**Dokumen Sumber**
☆ ☆ ☆ ☆ ☆ ☆ ☆

Bersama Syekh Prof Ibrahim Mesir: Tugas Utama Guru Mengajarkan Metode Berpikir yang Benar (04-habis)

Bagi Prof. Al-Hudhud, telaah terhadap teks-teks suci (Al-Qur’an dan hadits) adalah proses telaah rasional yang didukung oleh intuisi dan tadzawwuq (merasakan) terhadap bahasa Arab dengan kuat, bukan hanya tahu perbedaan makna antar kosa-kata semata. Telaah tersebut juga harus berlandaskan basis metodologis ilmu-ilmu instrumental Islam.

“Dibalik setiap paparan saya ada nalar yang menuntun, ada bahasa yang menjadi materi, dan ada metodologi keilmuan. Saya hanya ingin memberikan contoh-contoh terapan, agar para mahasiswa asing (non-Arab) yang sudah mempunyai bekal ilmu instrumental yang cukup bisa mengaktualisasikan ilmu-ilmunya sehingga bisa mengeksplorasi Al-Qur’an dan hadits sesuai dengan tuntutan zamannya.”

☆ ☆ ☆ ☆ ☆ ☆ ☆

**Data Hasil Ekstraksi**
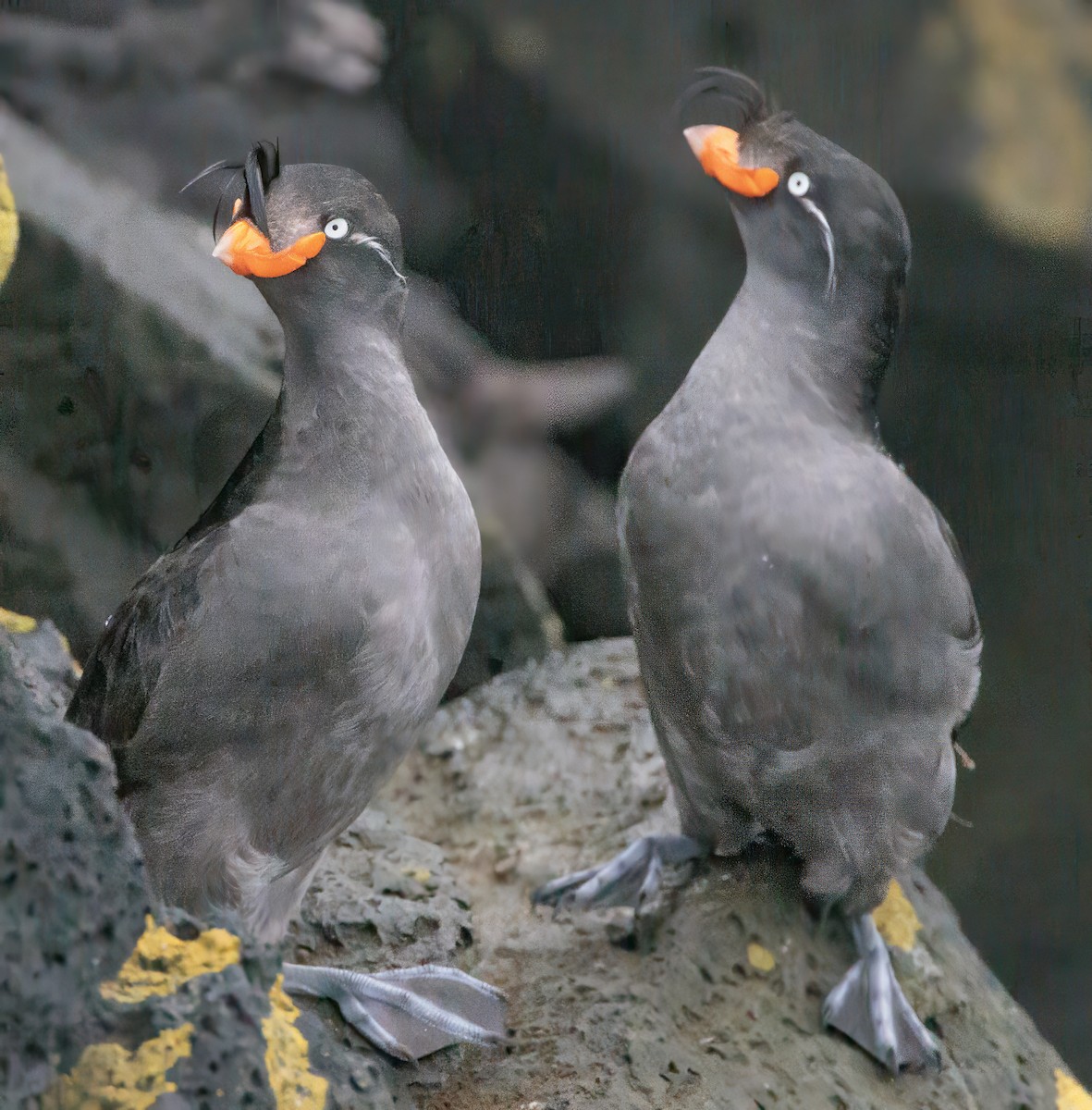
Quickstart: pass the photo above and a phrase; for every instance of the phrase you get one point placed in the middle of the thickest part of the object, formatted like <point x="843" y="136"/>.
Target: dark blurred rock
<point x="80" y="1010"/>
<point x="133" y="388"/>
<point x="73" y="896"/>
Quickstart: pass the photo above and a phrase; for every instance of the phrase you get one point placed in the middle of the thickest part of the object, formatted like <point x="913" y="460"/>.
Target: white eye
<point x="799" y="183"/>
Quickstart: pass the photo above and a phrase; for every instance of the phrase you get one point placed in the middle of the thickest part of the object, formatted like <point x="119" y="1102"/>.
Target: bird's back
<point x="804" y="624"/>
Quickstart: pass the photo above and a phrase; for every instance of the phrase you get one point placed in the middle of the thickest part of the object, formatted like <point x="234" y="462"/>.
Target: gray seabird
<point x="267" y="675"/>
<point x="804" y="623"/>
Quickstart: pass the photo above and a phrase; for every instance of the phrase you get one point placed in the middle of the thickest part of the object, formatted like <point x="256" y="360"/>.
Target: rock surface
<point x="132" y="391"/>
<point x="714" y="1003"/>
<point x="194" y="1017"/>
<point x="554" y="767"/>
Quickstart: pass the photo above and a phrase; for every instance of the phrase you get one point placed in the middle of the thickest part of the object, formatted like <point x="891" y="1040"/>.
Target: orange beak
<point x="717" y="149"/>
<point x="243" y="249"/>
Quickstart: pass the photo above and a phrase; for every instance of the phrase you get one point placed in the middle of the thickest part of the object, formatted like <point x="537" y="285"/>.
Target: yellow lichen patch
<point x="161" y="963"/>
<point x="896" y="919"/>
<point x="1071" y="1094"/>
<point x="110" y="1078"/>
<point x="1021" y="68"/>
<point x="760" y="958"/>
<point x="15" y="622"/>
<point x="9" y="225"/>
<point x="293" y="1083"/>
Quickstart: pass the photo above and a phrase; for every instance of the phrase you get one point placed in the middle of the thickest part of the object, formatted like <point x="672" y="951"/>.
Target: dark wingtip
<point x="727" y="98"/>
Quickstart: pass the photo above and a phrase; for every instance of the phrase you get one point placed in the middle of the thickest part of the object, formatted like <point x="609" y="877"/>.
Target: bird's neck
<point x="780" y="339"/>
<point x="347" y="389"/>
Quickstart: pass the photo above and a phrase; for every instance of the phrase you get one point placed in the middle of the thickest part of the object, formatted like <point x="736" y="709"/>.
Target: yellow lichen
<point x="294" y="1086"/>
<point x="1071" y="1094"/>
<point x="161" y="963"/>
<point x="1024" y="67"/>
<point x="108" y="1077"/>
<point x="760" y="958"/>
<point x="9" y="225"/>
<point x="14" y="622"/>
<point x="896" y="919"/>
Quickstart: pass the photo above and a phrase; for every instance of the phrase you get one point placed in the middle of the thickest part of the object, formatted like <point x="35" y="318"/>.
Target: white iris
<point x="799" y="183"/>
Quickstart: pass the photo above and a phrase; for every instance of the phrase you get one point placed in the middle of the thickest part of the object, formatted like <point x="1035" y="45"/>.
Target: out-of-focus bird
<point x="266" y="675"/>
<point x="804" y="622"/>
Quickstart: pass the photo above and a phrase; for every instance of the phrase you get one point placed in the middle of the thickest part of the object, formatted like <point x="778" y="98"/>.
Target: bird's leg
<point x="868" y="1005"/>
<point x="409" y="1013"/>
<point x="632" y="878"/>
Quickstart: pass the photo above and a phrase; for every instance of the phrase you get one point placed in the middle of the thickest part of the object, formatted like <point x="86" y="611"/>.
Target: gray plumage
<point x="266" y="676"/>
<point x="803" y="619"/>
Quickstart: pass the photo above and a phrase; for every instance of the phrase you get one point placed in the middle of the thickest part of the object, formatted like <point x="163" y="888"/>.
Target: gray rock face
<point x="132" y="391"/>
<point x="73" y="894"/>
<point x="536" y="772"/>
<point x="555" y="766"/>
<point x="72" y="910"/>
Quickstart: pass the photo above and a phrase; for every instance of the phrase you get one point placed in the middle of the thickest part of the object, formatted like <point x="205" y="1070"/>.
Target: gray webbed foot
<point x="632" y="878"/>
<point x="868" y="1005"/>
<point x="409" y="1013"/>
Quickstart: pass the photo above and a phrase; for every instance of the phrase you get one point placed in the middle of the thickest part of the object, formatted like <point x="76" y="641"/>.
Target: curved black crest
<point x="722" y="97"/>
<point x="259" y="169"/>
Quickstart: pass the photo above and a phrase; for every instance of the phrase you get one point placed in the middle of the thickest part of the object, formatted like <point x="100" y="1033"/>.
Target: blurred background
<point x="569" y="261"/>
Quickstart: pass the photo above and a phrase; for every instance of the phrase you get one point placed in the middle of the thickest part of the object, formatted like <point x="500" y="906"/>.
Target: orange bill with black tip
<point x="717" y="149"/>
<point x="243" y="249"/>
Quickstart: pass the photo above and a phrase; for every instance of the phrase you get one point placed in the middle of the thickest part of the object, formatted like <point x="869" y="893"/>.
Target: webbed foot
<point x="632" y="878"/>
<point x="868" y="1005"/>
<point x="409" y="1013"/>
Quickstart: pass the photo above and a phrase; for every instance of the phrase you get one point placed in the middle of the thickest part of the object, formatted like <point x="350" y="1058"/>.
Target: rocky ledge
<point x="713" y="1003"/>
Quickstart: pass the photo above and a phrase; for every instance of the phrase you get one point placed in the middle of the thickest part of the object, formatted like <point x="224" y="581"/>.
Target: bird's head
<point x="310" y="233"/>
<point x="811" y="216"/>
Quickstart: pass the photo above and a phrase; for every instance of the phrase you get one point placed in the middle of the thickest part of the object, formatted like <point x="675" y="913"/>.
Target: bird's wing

☆ ☆ ☆ ☆ ☆ ☆ ☆

**Yang Perlu Dikerjakan**
**A)** Jawab pertanyaan berikut dari tulisan tentang Prof. Al-Hudhud.
(i) Menurut Prof. Al-Hudhud, telaah teks suci harus berlandaskan apa?
(ii) Tiga hal apa yang ada di balik setiap paparannya?
(iii) Contoh terapan yang ia berikan ditujukan kepada siapa?
**B)** Teruskan tulisan tentang Prof. Al-Hudhud setelah kalimat terakhirnya.

**Kunci Jawaban**
**A)**
(i) Basis metodologis ilmu-ilmu instrumental Islam.
(ii) Nalar yang menuntun, bahasa yang menjadi materi, dan metodologi keilmuan.
(iii) Mahasiswa asing (non-Arab) yang sudah mempunyai bekal ilmu instrumental yang cukup.

**B)**
Beliau tampak ingin menegaskan lagi bahwa ilmu-ilmu itu seharusnya tetap hidup; jangan salahkan pedang yang tajam kalau prajurit yang tak mahir bersilang tak mampu mengalahkan musuh.

Bagi Prof. Hudhud, tugas seorang guru bukan hanya menyuapkan materi keilmuan dan kaidah-kaidah pemikiran. Tugas utama seorang guru adalah mengajarkan metode berpikir yang benar, menuntun santrinya untuk mengolah bahan dan data sedemikian rupa agar bisa melakukannya sendiri di kemudian hari.

Dan obrolan kami semakin asyik ketika kami berpindah ke ruang makan Dhalem Kiai Azaim Ibrahimi (hafidhahulLaah), menikmati makan malam ikramudh dhuyuuf luar biasa yang beliau haturkan kepada sang Guru Mulia.

Saya pun menggunakan kesempatan yang penuh barakah ini untuk kembali menghaturkan pertanyaan: “Guru, bagaimana agar bisa menjadi seperti anda? Ini pertanyaan yang terdetik di benak banyak orang saat menghadiri diskusi tadi yang sedemikian memukau! Bahkan ada Kiai yang ingin ke Mesir agar bisa mengaji lagi kepada anda!”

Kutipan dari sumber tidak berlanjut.